Return the entries in full, exactly as written.

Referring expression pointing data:
------------------------------

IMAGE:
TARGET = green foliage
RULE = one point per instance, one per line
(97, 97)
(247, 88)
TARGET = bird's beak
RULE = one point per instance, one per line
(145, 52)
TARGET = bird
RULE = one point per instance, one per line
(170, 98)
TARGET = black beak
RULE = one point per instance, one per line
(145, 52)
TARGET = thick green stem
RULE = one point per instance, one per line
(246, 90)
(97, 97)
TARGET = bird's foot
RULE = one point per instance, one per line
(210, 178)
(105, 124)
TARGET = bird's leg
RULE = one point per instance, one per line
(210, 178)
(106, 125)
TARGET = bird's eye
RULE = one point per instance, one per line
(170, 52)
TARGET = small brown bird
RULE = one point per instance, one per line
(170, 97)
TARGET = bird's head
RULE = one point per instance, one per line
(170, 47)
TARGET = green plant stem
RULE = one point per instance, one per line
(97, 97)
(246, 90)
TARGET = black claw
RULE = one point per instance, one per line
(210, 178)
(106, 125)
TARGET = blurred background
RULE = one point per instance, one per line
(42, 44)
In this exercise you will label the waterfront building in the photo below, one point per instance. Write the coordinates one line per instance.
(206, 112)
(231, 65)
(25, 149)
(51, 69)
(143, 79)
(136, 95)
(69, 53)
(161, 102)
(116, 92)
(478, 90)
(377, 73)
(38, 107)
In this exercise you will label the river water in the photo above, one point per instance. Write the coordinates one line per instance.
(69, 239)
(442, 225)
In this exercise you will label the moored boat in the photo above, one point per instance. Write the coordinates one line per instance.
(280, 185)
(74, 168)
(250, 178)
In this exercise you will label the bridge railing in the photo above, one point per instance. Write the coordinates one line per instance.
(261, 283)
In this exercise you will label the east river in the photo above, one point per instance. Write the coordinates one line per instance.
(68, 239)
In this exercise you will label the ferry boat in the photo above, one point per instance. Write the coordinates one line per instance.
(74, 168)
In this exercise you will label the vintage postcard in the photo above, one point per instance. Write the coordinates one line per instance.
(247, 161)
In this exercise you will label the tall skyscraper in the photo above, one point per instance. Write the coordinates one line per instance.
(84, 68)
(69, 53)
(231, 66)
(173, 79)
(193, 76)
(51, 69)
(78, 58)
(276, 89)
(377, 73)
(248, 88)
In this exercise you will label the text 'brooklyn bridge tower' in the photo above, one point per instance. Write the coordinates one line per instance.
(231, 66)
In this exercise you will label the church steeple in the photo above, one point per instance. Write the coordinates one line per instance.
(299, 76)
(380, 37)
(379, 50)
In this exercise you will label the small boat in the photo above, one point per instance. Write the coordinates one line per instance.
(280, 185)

------------------------------

EXPECTED OUTPUT:
IMAGE:
TARGET = green foliage
RULE = one point per instance, one per line
(97, 97)
(247, 88)
TARGET = bird's beak
RULE = one point per instance, one per line
(145, 52)
TARGET = bird
RULE = one point per instance, one per line
(170, 98)
TARGET = black beak
RULE = one point per instance, one per line
(145, 52)
TARGET = thick green stem
RULE = one point per instance, one per line
(246, 90)
(97, 97)
TARGET = bird's foot
RULE = one point per instance, one per line
(210, 178)
(105, 124)
TARGET = bird's leg
RULE = one point per instance, one per line
(210, 178)
(106, 125)
TARGET = bird's eye
RULE = one point per instance, one per line
(170, 52)
TARGET = small brown bird
RULE = one point per instance, one per line
(170, 97)
TARGET = bird's head
RULE = one point per instance, one per line
(170, 47)
TARGET = green plant stem
RULE = one point per instance, one per line
(97, 97)
(246, 90)
TARGET = black claw
RULE = one point per instance, one per line
(210, 178)
(106, 125)
TARGET = blurred background
RULE = one point per instance, one per line
(42, 44)
In this exercise you will label the waterfront building in the photo below, one point per instance. Write the coordinates one line per instance.
(206, 112)
(231, 65)
(25, 149)
(51, 69)
(143, 79)
(136, 95)
(69, 53)
(161, 102)
(116, 92)
(478, 90)
(377, 73)
(38, 107)
In this exercise you will label the river water in the photo above, one point per instance. Write the coordinates one line per instance.
(69, 239)
(442, 225)
In this exercise you will label the moored boat in the photo above, one point per instance. Write the coordinates one line per instance.
(280, 185)
(74, 168)
(250, 178)
In this exercise you will label the bridge railing in the photo above, one point per instance. Write the coordinates one line per instance.
(261, 283)
In this exercise you will label the east river in the photo above, one point per instance. Write the coordinates one line per instance.
(68, 239)
In this exercise you will label the ferry boat in the photo above, one point per instance. Write the coordinates one line per instance.
(74, 168)
In this exercise you will label the vintage postcard in the photo above, one point per instance. Write the coordinates one line per instance.
(247, 161)
In this exercise you will label the tall skyscraper in the photo above, one point per instance. Write the coordinates one line per instance.
(84, 68)
(69, 53)
(231, 66)
(173, 79)
(193, 76)
(51, 69)
(78, 58)
(276, 89)
(377, 73)
(248, 88)
In this exercise you will label the text 'brooklyn bridge tower' in the photo above, one point per instance. Write the coordinates one line per instance.
(231, 66)
In this exercise you will label the church steeple in the photo above, one point per instance. Write the coordinates one line per instance.
(299, 76)
(380, 37)
(379, 50)
In this exercise you will label the small boat in the photo above, one point per instance. Write the coordinates one line per instance.
(280, 185)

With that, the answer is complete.